What this task involves: Replace "one marker apiece" with "a single marker for each" in every one of the rows below and write them out again with nothing else changed. Leave the pictures out.

Record extracts:
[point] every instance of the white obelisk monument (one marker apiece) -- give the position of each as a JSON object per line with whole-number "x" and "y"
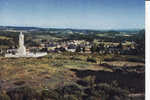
{"x": 22, "y": 48}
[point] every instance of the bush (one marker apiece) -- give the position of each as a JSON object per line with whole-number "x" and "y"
{"x": 4, "y": 96}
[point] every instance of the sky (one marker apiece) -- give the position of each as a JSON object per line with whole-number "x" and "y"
{"x": 79, "y": 14}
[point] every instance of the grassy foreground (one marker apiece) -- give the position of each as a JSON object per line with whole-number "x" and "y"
{"x": 70, "y": 76}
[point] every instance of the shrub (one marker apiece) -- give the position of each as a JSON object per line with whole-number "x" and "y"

Output for this task:
[point] every instance of the white obelisk monument (a single marker for each) -- give the position of each as a JSON object per line with whole-number "x" and "y"
{"x": 22, "y": 48}
[point] every instance of the bush (a single marker for each) -- give the position of each as a JSON object per line with whole-number "x" and "y"
{"x": 4, "y": 96}
[point] every instance of the sky (a single marker for each) -- give the position of each as a JSON object per line with whole-number "x" and "y"
{"x": 79, "y": 14}
[point] every instance of the grassy foreground (a single marker for each) -- give the position of each as a JSON object per line with whole-number "x" and "y"
{"x": 70, "y": 76}
[point] every instance of the shrub (a single marker for each) -- give the position of each as a JSON object per line with whole-number "x" and "y"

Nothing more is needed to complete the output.